### OBJECTIVE
Pull out every line in the records below that contains the string "tree".

-=-=-=-=-

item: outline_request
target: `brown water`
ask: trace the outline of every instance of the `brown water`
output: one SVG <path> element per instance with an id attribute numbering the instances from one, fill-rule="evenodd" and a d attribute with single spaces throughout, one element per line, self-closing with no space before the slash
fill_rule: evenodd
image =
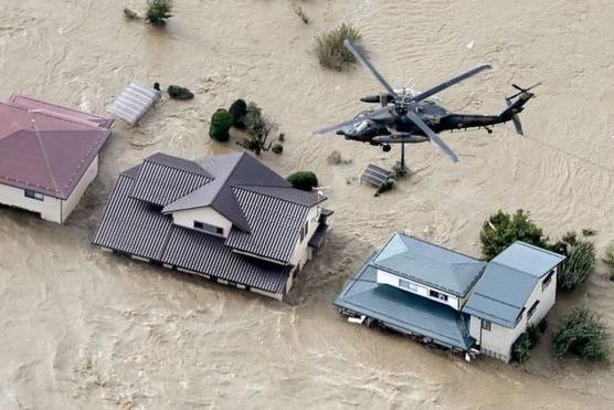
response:
<path id="1" fill-rule="evenodd" d="M 592 227 L 614 240 L 614 6 L 592 1 L 182 0 L 166 30 L 125 21 L 141 1 L 0 0 L 0 95 L 21 92 L 103 113 L 130 80 L 192 88 L 138 128 L 118 122 L 99 179 L 64 227 L 0 209 L 0 408 L 611 408 L 611 365 L 557 362 L 548 340 L 525 366 L 458 357 L 350 325 L 330 305 L 391 231 L 479 254 L 481 221 L 525 208 L 559 235 Z M 394 84 L 419 90 L 478 63 L 491 73 L 441 95 L 451 109 L 498 113 L 510 82 L 539 97 L 512 127 L 444 135 L 460 155 L 407 149 L 415 171 L 373 198 L 368 162 L 398 159 L 314 128 L 346 119 L 377 92 L 363 70 L 322 71 L 313 39 L 354 23 Z M 473 43 L 473 48 L 467 46 Z M 120 170 L 161 150 L 199 158 L 208 119 L 236 97 L 256 101 L 286 133 L 282 174 L 314 169 L 337 212 L 324 253 L 288 304 L 103 253 L 89 240 Z M 329 166 L 338 149 L 352 158 Z M 551 323 L 582 301 L 614 328 L 603 265 Z"/>

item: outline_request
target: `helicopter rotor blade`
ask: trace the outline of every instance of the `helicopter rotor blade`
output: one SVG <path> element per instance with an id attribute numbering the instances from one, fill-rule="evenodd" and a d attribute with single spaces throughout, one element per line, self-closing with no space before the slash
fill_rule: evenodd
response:
<path id="1" fill-rule="evenodd" d="M 415 124 L 420 129 L 424 132 L 424 134 L 428 137 L 432 143 L 435 143 L 445 155 L 449 157 L 453 162 L 458 162 L 458 156 L 449 148 L 437 134 L 431 129 L 430 126 L 426 125 L 417 115 L 413 112 L 407 112 L 407 117 Z"/>
<path id="2" fill-rule="evenodd" d="M 315 130 L 315 132 L 314 132 L 314 135 L 316 135 L 316 136 L 322 136 L 322 135 L 329 134 L 329 133 L 331 133 L 331 132 L 335 132 L 335 130 L 337 130 L 337 129 L 339 129 L 339 128 L 343 128 L 343 127 L 347 127 L 347 126 L 349 126 L 349 125 L 354 125 L 354 124 L 357 124 L 357 123 L 361 123 L 361 122 L 363 122 L 364 119 L 366 119 L 366 118 L 352 118 L 352 119 L 347 120 L 347 122 L 343 122 L 343 123 L 339 123 L 339 124 L 335 124 L 335 125 L 329 125 L 328 127 L 324 127 L 324 128 L 320 128 L 320 129 Z"/>
<path id="3" fill-rule="evenodd" d="M 430 96 L 433 96 L 437 93 L 441 93 L 442 91 L 444 91 L 444 90 L 446 90 L 446 88 L 448 88 L 448 87 L 451 87 L 455 84 L 458 84 L 464 80 L 473 77 L 474 75 L 476 75 L 476 74 L 478 74 L 478 73 L 480 73 L 485 70 L 490 70 L 490 69 L 493 69 L 493 66 L 490 64 L 483 64 L 480 66 L 477 66 L 473 70 L 469 70 L 468 72 L 466 72 L 464 74 L 460 74 L 460 75 L 458 75 L 458 76 L 456 76 L 456 77 L 454 77 L 449 81 L 446 81 L 445 83 L 436 85 L 431 90 L 427 90 L 423 93 L 420 93 L 420 94 L 415 95 L 414 97 L 412 97 L 412 101 L 419 102 L 419 101 L 422 101 L 424 98 L 428 98 Z"/>
<path id="4" fill-rule="evenodd" d="M 536 86 L 537 85 L 533 85 L 533 87 L 536 87 Z M 507 103 L 508 107 L 511 106 L 511 99 L 506 98 L 506 103 Z M 518 133 L 518 135 L 523 137 L 525 136 L 525 130 L 522 129 L 522 123 L 520 123 L 520 117 L 518 117 L 518 114 L 512 114 L 511 122 L 514 123 L 514 127 L 516 128 L 516 133 Z"/>
<path id="5" fill-rule="evenodd" d="M 350 53 L 353 54 L 356 60 L 358 60 L 362 65 L 364 65 L 367 70 L 369 70 L 375 76 L 375 78 L 378 78 L 378 81 L 380 82 L 380 84 L 384 86 L 387 92 L 389 92 L 394 98 L 398 97 L 396 93 L 385 81 L 383 75 L 380 74 L 380 72 L 373 66 L 373 64 L 371 64 L 369 59 L 367 59 L 367 56 L 362 54 L 362 52 L 351 41 L 349 41 L 348 39 L 343 40 L 343 45 L 346 46 L 346 49 L 348 49 Z"/>

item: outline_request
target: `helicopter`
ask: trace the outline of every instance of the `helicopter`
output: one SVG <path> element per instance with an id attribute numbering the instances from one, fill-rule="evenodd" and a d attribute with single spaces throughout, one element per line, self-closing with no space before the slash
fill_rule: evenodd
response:
<path id="1" fill-rule="evenodd" d="M 506 98 L 507 107 L 498 115 L 452 113 L 428 98 L 483 71 L 490 70 L 489 64 L 479 65 L 425 92 L 414 94 L 407 87 L 400 91 L 393 90 L 360 49 L 349 40 L 345 40 L 343 44 L 385 88 L 385 93 L 368 95 L 360 101 L 379 103 L 381 108 L 363 111 L 348 122 L 318 129 L 315 135 L 336 132 L 337 135 L 349 140 L 381 146 L 384 153 L 390 151 L 390 144 L 402 144 L 403 154 L 405 144 L 431 141 L 437 145 L 453 162 L 458 162 L 458 156 L 440 138 L 437 134 L 441 132 L 484 128 L 491 134 L 491 126 L 511 120 L 516 132 L 521 136 L 525 135 L 518 114 L 522 112 L 525 104 L 534 97 L 530 91 L 540 83 L 528 88 L 512 84 L 518 93 Z"/>

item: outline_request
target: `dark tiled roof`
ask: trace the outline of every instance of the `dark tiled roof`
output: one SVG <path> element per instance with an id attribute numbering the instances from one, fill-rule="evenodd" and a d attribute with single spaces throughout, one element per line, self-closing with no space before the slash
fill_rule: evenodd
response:
<path id="1" fill-rule="evenodd" d="M 93 243 L 267 292 L 283 293 L 290 267 L 234 253 L 224 239 L 172 224 L 147 202 L 130 198 L 136 181 L 120 175 Z"/>
<path id="2" fill-rule="evenodd" d="M 232 230 L 226 245 L 280 262 L 289 262 L 309 208 L 234 188 L 250 232 Z"/>
<path id="3" fill-rule="evenodd" d="M 0 103 L 0 183 L 67 199 L 109 135 L 49 109 Z"/>
<path id="4" fill-rule="evenodd" d="M 163 207 L 211 181 L 202 169 L 193 172 L 191 167 L 178 167 L 174 160 L 162 162 L 159 156 L 151 159 L 142 162 L 130 195 L 133 198 Z"/>

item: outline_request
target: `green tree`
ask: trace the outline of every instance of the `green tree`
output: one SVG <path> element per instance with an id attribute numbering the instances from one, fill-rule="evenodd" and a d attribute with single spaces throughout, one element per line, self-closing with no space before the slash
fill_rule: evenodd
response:
<path id="1" fill-rule="evenodd" d="M 165 25 L 172 17 L 172 0 L 147 0 L 145 20 L 154 25 Z"/>
<path id="2" fill-rule="evenodd" d="M 604 360 L 610 354 L 608 335 L 601 317 L 587 307 L 575 307 L 552 338 L 554 357 L 579 355 L 586 360 Z"/>
<path id="3" fill-rule="evenodd" d="M 343 23 L 337 29 L 316 38 L 316 54 L 320 65 L 343 71 L 349 64 L 356 62 L 353 54 L 343 45 L 346 39 L 358 44 L 362 35 L 358 29 Z"/>
<path id="4" fill-rule="evenodd" d="M 318 186 L 318 177 L 311 171 L 295 172 L 286 179 L 294 188 L 303 191 L 310 191 Z"/>
<path id="5" fill-rule="evenodd" d="M 536 246 L 547 248 L 548 238 L 541 228 L 530 220 L 529 213 L 519 209 L 514 214 L 499 210 L 484 222 L 479 234 L 481 253 L 487 260 L 498 255 L 516 241 L 523 241 Z"/>
<path id="6" fill-rule="evenodd" d="M 209 136 L 220 143 L 229 140 L 229 130 L 232 125 L 232 116 L 225 108 L 219 108 L 211 116 L 211 125 L 209 126 Z"/>

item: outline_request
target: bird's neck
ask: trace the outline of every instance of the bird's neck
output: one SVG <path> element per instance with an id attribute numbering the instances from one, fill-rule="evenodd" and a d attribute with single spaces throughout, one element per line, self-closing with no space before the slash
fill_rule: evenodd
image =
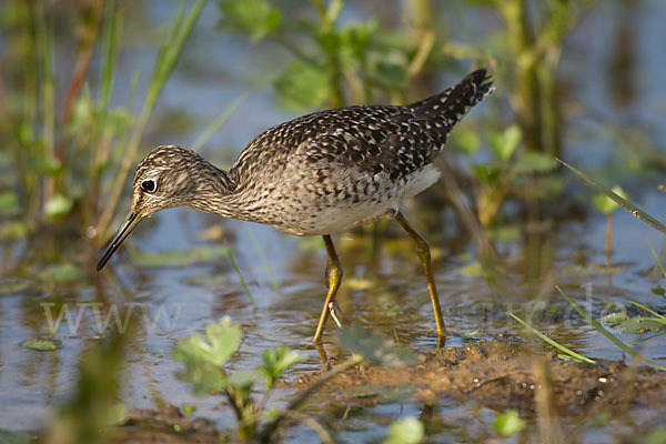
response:
<path id="1" fill-rule="evenodd" d="M 204 162 L 198 165 L 192 176 L 196 178 L 195 191 L 191 193 L 188 206 L 223 218 L 248 219 L 245 210 L 236 203 L 234 192 L 238 183 L 228 171 Z"/>

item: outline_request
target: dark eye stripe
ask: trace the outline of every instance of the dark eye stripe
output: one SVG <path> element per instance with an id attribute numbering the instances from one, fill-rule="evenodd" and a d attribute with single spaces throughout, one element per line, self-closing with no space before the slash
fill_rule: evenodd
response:
<path id="1" fill-rule="evenodd" d="M 148 192 L 155 191 L 155 182 L 151 180 L 143 181 L 141 182 L 141 189 Z"/>

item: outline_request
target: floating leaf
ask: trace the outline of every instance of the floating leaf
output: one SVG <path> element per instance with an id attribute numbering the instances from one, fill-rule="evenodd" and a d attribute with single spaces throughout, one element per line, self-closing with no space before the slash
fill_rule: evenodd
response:
<path id="1" fill-rule="evenodd" d="M 384 444 L 417 444 L 425 436 L 423 423 L 414 416 L 394 421 L 389 426 L 389 436 Z"/>
<path id="2" fill-rule="evenodd" d="M 226 246 L 201 245 L 186 251 L 141 252 L 132 254 L 132 263 L 137 266 L 174 268 L 211 262 L 224 256 L 229 256 Z"/>
<path id="3" fill-rule="evenodd" d="M 0 193 L 0 216 L 12 216 L 20 212 L 19 198 L 14 192 L 6 191 Z"/>
<path id="4" fill-rule="evenodd" d="M 620 186 L 613 186 L 613 189 L 610 191 L 613 191 L 615 194 L 622 196 L 623 199 L 627 199 L 627 194 L 624 192 L 624 190 Z M 606 194 L 597 194 L 592 200 L 592 204 L 598 212 L 601 212 L 603 214 L 610 214 L 612 212 L 614 212 L 615 210 L 617 210 L 619 208 L 619 204 L 617 202 L 615 202 L 613 199 L 608 198 Z"/>
<path id="5" fill-rule="evenodd" d="M 241 344 L 241 326 L 229 316 L 205 327 L 208 342 L 199 333 L 178 341 L 173 357 L 185 364 L 176 375 L 192 384 L 194 393 L 210 393 L 228 386 L 222 364 Z"/>
<path id="6" fill-rule="evenodd" d="M 407 347 L 395 347 L 393 342 L 384 336 L 352 325 L 339 334 L 340 346 L 382 365 L 414 364 L 418 356 Z"/>
<path id="7" fill-rule="evenodd" d="M 19 344 L 23 349 L 36 350 L 38 352 L 50 352 L 62 349 L 62 341 L 36 337 L 26 340 Z"/>
<path id="8" fill-rule="evenodd" d="M 518 415 L 518 412 L 515 410 L 507 410 L 506 412 L 502 412 L 495 416 L 495 422 L 493 425 L 495 426 L 495 430 L 500 436 L 508 437 L 514 433 L 518 433 L 525 428 L 527 423 L 521 417 L 521 415 Z"/>
<path id="9" fill-rule="evenodd" d="M 51 220 L 62 219 L 74 205 L 74 202 L 62 195 L 56 194 L 44 204 L 44 214 Z"/>
<path id="10" fill-rule="evenodd" d="M 199 333 L 178 341 L 174 357 L 182 362 L 209 362 L 221 366 L 241 344 L 241 325 L 224 316 L 205 326 L 208 342 Z"/>
<path id="11" fill-rule="evenodd" d="M 303 356 L 282 345 L 275 350 L 266 350 L 263 354 L 263 365 L 259 371 L 264 376 L 266 389 L 271 390 L 275 381 L 292 365 L 303 362 Z"/>
<path id="12" fill-rule="evenodd" d="M 14 432 L 0 428 L 0 443 L 3 444 L 27 444 L 38 442 L 40 436 L 37 433 Z"/>
<path id="13" fill-rule="evenodd" d="M 473 330 L 471 332 L 463 332 L 461 336 L 466 341 L 478 341 L 483 340 L 486 336 L 486 334 L 480 330 Z"/>

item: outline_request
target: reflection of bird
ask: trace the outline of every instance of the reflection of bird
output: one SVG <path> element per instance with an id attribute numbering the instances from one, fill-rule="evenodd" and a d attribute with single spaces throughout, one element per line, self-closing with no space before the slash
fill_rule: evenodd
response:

-=-=-=-=-

### TASK RESPONSE
target: `green tree`
ask: trace the outline of every instance of the `green tree`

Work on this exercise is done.